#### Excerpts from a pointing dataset
·····
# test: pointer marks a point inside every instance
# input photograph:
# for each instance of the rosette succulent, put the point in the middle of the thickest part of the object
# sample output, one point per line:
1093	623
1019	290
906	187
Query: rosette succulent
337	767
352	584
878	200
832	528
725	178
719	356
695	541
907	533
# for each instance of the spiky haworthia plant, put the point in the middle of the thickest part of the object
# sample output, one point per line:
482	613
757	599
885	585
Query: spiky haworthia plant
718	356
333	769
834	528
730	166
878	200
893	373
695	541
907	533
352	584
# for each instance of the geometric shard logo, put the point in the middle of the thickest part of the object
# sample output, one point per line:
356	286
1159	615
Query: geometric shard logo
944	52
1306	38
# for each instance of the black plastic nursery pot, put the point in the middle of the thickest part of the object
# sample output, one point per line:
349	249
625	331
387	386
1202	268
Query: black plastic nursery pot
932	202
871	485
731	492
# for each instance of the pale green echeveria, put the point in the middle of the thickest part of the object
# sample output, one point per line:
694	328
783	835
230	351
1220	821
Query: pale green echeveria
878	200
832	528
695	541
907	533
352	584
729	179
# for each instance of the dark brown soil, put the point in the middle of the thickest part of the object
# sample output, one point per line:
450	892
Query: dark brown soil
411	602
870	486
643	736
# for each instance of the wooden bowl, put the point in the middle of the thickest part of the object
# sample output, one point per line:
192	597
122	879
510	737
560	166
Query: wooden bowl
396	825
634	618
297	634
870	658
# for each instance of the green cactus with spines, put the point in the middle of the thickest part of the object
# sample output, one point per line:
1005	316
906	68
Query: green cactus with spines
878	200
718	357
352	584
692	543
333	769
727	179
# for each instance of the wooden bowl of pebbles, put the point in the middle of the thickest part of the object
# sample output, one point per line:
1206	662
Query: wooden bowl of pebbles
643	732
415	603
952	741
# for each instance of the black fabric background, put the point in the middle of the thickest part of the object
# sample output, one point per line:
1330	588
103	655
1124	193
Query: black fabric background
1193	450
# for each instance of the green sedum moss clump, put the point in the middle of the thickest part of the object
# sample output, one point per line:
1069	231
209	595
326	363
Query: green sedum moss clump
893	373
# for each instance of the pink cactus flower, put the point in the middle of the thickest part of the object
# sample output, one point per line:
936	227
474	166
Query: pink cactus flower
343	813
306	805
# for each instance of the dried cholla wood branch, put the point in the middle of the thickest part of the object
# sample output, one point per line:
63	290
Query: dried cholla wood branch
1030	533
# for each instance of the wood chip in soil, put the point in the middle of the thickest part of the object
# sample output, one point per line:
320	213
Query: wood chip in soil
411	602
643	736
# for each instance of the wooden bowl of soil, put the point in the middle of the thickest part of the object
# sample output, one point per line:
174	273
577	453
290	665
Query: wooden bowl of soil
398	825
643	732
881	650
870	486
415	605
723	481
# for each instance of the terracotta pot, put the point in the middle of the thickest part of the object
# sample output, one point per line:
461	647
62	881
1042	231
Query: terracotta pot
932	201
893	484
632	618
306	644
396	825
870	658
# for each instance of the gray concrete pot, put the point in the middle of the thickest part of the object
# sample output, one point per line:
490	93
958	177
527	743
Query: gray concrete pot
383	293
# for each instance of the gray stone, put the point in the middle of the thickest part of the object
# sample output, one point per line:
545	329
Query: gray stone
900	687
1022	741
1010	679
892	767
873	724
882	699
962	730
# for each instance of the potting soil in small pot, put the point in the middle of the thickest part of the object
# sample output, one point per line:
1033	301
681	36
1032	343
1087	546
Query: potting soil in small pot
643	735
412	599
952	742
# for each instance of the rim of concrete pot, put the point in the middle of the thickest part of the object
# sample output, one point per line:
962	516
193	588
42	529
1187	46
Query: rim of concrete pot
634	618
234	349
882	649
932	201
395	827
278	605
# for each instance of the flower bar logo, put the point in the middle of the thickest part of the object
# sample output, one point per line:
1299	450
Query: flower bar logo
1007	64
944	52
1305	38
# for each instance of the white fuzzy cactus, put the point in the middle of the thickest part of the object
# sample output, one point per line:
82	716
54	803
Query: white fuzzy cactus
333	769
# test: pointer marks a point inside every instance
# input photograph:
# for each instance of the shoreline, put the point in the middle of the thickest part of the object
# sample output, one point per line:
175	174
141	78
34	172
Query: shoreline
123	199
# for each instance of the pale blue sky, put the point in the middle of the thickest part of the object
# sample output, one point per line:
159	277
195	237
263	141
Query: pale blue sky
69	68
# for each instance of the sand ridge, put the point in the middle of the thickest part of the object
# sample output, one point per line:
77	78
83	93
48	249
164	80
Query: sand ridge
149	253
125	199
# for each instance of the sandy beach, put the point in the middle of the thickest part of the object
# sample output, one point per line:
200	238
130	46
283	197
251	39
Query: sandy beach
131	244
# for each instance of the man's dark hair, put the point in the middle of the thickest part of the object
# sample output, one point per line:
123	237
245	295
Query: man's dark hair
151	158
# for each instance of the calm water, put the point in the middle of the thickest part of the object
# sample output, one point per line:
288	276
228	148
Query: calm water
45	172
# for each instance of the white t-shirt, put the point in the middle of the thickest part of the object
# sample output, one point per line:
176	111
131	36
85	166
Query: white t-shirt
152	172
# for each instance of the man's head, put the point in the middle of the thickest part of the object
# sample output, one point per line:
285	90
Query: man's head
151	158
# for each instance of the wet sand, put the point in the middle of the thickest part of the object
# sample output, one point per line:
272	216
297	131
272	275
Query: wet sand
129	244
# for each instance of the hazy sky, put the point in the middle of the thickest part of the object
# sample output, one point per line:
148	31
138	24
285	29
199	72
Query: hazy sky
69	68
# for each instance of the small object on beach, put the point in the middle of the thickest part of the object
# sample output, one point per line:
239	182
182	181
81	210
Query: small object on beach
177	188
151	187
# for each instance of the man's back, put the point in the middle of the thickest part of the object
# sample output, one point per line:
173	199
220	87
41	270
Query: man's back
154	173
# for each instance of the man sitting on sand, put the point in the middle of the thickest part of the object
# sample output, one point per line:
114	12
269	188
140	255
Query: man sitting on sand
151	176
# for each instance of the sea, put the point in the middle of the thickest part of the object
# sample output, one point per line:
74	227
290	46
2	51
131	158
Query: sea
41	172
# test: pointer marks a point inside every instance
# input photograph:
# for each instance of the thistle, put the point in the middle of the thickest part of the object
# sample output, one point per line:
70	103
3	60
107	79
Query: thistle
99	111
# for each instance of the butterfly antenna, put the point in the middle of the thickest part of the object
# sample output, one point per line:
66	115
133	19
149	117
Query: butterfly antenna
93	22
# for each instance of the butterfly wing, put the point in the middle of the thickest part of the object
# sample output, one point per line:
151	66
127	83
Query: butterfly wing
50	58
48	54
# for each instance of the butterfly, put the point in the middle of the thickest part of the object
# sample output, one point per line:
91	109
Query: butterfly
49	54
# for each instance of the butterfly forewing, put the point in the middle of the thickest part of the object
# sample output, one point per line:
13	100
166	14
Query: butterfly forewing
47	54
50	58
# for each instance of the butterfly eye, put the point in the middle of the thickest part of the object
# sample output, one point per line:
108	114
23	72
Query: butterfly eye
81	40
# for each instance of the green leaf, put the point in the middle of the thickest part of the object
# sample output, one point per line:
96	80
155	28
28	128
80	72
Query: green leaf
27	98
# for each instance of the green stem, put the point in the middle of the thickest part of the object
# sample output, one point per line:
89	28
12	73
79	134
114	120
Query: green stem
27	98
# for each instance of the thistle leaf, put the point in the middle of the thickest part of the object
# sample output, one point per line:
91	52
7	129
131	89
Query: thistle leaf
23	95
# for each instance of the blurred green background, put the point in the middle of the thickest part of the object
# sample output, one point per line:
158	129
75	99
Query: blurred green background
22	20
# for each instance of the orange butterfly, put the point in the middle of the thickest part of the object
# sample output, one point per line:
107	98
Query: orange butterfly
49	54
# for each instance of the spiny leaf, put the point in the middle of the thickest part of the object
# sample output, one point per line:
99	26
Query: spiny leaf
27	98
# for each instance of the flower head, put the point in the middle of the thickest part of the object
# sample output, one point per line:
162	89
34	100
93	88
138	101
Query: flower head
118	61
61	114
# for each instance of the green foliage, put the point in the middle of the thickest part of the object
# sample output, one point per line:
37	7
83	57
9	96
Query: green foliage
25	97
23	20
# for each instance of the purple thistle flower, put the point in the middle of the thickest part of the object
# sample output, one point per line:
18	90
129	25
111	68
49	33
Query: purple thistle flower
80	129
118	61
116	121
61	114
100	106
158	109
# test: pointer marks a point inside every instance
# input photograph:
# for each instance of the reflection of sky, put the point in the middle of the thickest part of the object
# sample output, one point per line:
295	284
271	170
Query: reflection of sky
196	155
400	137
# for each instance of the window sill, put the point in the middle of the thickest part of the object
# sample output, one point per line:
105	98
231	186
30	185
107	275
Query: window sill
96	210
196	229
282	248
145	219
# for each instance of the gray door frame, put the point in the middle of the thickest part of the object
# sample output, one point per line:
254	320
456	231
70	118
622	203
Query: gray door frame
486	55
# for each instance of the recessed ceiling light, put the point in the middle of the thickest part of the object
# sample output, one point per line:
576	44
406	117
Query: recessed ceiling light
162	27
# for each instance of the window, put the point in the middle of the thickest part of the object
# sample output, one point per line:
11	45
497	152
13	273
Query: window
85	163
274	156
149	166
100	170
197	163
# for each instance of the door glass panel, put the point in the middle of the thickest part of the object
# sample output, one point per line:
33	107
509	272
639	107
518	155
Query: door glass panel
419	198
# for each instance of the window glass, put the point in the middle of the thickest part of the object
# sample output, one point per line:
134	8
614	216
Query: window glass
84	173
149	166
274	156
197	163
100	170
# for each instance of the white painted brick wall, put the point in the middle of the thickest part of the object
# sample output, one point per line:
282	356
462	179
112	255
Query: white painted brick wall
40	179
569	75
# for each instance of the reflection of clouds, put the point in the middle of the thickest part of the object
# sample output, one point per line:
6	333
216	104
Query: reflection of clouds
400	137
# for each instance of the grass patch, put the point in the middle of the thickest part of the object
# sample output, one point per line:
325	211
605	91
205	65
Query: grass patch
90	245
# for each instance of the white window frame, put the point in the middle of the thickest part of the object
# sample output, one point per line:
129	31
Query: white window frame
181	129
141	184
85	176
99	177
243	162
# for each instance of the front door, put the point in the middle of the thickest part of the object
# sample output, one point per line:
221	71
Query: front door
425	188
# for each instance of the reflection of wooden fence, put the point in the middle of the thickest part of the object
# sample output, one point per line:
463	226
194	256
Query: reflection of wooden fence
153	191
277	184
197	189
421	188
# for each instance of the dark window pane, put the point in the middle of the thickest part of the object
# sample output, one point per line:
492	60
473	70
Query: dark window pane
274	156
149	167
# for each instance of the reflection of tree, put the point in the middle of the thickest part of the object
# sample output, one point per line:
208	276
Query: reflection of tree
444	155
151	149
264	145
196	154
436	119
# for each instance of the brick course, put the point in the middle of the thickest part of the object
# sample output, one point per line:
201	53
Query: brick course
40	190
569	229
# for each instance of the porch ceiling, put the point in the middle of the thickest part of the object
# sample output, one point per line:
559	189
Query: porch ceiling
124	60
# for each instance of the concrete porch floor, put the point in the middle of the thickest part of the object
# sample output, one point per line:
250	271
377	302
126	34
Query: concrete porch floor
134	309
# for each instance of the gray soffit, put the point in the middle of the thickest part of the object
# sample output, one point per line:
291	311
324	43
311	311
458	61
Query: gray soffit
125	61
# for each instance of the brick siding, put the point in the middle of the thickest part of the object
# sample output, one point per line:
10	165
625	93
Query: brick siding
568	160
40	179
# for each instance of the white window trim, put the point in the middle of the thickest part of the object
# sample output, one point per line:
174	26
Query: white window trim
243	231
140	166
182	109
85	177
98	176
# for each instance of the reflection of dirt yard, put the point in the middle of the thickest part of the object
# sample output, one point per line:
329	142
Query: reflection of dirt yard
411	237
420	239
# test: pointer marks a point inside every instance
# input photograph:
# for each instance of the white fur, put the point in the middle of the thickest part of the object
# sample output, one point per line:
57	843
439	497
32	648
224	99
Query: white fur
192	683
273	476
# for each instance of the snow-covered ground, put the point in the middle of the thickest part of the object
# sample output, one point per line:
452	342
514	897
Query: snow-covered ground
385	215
·····
#### SET TASK
Recast the lines running from the one with "# for each instance of the snow-covered" through the end of the entries as a JSON list of strings, one string per line, with blank lines left out.

#### REPLY TO THE TASK
[
  "# for each instance of the snow-covered ground, put the point in the middle of the thickest part of the object",
  "# sample output, one point per line:",
  "452\t342",
  "514\t897",
  "Query: snow-covered ground",
  "385\t215"
]